» SET EXERCISE 1: In the essay on the kielbasa cook-off, swap "regional" for "local" and write out the stretch from "It’s only been" through "voicing my options." with that one change.
# # # #
It’s only been two months since I participated in a regional amateur sausage making competition for the first time, but that novel experience has triggered so many thoughts that I’m compelled to get my tentative plan down in writing and published long before next years Kielbasa Cook-Off. Hopefully, I will still be permitted to enter the 2020 event after voicing my options.
I was surprised and a bit concerned to learn that some past, multi-year Kielbasa Cook-Off, winners had been asked to not compete in 2019 because their dominance at the event was making it hard to get enough teams willing to continue participating. To my way of thinking, attempting to level the playing field by excluding past winners is quasi un-American. Further, that practice could well cause an overall decline in the quality of end-products offered at the event. Then that net decline in quality offered could cause declining public interest in attending future cook-offs. Achieving near parity, among persons willing to do the work required to field such a team, is a matter of supplying more meat further processing education and increasing overall hands-on experience levels. Anyone that does everything it takes to feed enthusiastic Kielbasa eaters should have access to the best sausage making information. In the commercial meat processing industry there are no real secrets because employees are free to seek better paying jobs with other free-market companies; thereby spreading competitive skills & knowledge. At the same time, meat processing equipment supply companies are a self-interested technology educator to their clients. Universities are traditionally good at observing what works in industry then eventually explaining the science behind why those things work. Therefore, handed-down trial & error “secret” family sausage recipes are a great starting point. But, adhering too closely to such secrets will likely inhibit both creativity and one’s openness to continuous improvement opportunities. In short, one can’t keep doing things the same way and then expect anything other than slightly different outcomes. I try hard to make promoting worthwhile home meat processing my forte. To that end, I’m offering my best current advice (it’s always slightly changing as I try to learn more) to any and all who want to listen. And, we can still be friends even if you judge me to be “full of it.” In the end, attempting to promote high quality homemade Kielbasa making is more important to me than trying to win a competition.
# # # #
» SET EXERCISE 2: From the entries below, transcribe the stretch from the line containing "target: skier" through the line containing "Trace the outline of every instance of the skier.", including both of those lines and leaving every line unchanged.
# # # #
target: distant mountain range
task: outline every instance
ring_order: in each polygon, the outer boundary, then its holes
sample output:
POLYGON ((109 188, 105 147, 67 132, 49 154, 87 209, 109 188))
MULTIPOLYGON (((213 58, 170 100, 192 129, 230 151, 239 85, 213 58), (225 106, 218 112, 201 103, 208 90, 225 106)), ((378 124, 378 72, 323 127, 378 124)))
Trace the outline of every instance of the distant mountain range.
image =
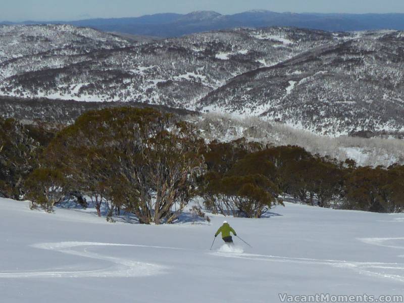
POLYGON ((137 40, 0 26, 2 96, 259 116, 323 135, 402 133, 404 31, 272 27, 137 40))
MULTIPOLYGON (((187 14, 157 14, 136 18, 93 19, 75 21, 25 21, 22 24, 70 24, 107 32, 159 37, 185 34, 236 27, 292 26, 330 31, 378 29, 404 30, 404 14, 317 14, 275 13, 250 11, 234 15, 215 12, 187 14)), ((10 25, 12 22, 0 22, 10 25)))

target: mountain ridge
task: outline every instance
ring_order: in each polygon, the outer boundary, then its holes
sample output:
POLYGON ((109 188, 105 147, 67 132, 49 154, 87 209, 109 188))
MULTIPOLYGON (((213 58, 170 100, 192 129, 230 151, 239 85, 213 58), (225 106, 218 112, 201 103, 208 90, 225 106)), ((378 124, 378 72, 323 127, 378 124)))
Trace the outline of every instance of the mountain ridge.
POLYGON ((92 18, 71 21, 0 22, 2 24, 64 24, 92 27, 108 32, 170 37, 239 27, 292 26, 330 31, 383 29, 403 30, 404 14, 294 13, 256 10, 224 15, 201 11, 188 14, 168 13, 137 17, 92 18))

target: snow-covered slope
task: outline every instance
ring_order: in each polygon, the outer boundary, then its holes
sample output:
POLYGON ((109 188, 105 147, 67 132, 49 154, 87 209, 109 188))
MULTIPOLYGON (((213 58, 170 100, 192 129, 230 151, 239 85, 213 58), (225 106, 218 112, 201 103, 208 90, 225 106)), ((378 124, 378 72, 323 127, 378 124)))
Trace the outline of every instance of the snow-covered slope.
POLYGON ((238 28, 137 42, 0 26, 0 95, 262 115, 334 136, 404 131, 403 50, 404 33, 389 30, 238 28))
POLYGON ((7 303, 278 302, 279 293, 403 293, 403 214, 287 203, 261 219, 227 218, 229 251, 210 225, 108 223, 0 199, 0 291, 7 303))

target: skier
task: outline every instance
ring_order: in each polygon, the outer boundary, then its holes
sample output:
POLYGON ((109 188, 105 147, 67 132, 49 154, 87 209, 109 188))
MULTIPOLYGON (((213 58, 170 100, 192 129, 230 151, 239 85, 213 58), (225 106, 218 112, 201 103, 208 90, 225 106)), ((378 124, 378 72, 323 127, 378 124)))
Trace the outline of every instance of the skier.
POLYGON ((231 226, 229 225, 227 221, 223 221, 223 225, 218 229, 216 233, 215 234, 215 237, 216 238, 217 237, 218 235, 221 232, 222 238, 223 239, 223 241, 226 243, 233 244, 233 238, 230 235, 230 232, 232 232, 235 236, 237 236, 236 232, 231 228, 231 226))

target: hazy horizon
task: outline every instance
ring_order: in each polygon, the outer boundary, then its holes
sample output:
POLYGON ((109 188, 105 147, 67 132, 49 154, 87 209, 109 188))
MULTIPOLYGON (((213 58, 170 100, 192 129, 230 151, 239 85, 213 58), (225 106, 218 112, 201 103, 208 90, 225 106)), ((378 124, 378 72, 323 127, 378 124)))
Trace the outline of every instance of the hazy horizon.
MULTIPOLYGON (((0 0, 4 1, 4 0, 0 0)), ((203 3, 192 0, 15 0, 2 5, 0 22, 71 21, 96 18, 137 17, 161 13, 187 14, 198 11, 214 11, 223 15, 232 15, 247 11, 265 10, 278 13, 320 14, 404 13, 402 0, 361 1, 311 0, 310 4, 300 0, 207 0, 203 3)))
# # # #
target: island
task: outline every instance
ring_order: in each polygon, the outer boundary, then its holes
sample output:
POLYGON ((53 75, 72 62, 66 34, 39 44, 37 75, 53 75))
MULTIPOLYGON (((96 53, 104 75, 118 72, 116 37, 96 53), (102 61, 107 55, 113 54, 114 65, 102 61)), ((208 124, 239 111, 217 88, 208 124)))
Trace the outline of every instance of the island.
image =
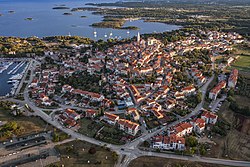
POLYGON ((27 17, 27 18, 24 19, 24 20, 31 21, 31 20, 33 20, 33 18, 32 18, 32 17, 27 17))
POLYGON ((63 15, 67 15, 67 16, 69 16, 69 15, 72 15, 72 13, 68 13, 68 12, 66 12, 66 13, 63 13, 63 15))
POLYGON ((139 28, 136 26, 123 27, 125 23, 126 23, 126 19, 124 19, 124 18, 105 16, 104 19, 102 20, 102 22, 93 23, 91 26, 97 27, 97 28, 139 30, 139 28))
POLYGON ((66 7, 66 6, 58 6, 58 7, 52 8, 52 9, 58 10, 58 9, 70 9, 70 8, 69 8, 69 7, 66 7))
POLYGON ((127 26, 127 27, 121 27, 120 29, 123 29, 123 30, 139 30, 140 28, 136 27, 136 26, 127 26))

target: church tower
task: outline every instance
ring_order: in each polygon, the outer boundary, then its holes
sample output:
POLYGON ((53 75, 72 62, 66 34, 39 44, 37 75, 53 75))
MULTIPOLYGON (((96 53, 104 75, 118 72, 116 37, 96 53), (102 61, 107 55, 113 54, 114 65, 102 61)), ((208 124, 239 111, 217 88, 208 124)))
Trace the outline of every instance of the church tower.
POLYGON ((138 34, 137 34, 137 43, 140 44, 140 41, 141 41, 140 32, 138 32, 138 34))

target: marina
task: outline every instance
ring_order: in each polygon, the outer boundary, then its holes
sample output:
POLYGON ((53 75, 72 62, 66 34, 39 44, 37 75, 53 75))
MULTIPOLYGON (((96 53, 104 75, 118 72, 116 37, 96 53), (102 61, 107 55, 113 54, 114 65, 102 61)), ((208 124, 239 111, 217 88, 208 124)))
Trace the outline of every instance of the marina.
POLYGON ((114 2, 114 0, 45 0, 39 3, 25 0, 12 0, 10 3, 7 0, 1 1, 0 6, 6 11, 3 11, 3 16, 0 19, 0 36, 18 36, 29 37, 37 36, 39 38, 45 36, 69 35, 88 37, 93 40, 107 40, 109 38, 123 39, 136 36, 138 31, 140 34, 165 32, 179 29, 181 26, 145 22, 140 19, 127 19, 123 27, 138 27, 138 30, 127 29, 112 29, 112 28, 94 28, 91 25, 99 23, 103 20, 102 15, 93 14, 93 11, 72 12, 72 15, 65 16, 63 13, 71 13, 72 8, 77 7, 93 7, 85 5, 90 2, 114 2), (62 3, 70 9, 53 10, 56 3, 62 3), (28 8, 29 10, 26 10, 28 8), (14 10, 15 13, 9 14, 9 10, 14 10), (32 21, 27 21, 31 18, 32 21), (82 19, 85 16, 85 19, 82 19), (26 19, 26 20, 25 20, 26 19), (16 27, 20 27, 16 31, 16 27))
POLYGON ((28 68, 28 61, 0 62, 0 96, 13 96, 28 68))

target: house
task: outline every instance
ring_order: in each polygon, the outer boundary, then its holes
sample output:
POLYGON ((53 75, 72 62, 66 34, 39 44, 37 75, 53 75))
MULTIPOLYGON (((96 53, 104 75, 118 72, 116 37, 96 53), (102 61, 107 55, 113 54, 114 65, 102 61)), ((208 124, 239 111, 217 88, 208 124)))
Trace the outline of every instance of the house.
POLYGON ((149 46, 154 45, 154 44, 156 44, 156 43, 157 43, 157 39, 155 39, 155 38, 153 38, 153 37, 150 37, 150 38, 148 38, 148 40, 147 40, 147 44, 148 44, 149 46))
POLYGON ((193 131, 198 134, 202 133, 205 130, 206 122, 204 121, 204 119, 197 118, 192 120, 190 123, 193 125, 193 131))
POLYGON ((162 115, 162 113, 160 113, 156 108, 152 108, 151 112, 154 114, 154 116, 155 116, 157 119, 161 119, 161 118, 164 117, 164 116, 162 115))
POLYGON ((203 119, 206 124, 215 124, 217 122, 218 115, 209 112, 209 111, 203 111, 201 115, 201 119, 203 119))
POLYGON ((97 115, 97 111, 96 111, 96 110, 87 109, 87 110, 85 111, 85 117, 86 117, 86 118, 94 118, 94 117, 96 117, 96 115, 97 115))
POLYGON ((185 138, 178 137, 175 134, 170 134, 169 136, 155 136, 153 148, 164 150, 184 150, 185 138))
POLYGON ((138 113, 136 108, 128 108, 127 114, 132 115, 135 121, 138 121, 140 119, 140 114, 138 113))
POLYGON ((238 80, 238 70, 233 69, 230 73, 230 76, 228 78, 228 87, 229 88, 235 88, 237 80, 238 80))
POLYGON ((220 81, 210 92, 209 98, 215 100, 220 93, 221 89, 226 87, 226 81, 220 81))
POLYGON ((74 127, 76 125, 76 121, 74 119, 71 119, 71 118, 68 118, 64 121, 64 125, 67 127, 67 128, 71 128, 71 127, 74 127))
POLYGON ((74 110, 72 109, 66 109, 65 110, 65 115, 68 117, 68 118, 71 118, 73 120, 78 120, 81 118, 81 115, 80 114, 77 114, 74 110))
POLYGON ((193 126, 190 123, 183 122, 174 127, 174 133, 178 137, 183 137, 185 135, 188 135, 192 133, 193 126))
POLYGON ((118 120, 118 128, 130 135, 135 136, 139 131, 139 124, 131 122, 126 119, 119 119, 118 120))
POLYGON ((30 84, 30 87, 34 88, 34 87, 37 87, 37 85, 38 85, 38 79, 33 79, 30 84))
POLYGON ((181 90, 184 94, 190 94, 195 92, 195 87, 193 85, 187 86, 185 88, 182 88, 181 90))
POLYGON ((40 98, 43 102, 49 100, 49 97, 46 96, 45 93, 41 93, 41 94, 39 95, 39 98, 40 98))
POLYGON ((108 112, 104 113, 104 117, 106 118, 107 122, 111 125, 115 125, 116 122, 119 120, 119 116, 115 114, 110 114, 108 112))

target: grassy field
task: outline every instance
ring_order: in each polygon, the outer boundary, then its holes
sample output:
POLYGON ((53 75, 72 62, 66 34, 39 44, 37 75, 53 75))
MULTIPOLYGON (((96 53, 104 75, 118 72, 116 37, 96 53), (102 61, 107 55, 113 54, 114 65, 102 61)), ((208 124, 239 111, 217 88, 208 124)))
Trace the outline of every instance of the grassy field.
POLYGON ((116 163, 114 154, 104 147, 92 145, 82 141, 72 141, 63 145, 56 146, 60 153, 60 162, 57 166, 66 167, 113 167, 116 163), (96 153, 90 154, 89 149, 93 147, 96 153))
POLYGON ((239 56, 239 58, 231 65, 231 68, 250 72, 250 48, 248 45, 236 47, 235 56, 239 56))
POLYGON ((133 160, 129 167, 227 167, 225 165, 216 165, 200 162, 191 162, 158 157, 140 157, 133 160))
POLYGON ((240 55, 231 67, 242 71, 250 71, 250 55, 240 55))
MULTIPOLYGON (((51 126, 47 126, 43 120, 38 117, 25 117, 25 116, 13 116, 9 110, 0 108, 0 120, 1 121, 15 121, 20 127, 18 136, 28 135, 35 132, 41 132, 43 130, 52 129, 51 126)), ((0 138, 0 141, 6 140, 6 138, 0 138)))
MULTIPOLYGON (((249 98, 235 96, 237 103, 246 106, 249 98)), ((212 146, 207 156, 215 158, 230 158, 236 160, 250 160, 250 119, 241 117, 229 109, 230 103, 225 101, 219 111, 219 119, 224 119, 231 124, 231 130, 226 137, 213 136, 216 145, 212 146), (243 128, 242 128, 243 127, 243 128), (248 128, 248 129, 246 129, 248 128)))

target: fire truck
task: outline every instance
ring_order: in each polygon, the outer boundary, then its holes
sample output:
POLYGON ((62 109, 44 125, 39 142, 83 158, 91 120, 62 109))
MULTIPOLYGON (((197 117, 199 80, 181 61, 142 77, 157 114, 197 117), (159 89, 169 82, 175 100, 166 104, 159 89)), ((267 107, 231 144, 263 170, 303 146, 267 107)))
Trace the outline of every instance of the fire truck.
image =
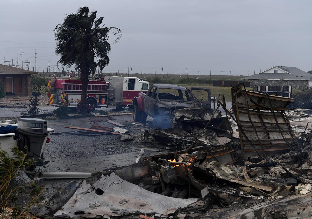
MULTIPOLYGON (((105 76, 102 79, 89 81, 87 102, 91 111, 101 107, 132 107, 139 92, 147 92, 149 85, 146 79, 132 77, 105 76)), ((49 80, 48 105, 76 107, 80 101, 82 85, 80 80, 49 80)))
# # # #
» TASK RESULT 1:
It’s only been two months since I participated in a local amateur sausage making competition for the first time, but that novel experience has triggered so many thoughts that I’m compelled to get my tentative plan down in writing and published long before next years Kielbasa Cook-Off. Hopefully, I will still be permitted to enter the 2020 event after voicing my options.

» TASK RESULT 2:
target: skier
task: outline every instance
ring_order: in each polygon, the outer boundary, then its holes
sample output:
POLYGON ((109 188, 105 147, 67 132, 49 154, 87 209, 109 188))
MULTIPOLYGON (((213 58, 170 100, 192 129, 230 151, 239 85, 213 58), (225 106, 218 112, 201 103, 208 90, 225 106)), ((378 124, 378 72, 323 127, 378 124)))
Trace the outline of every instance of the skier.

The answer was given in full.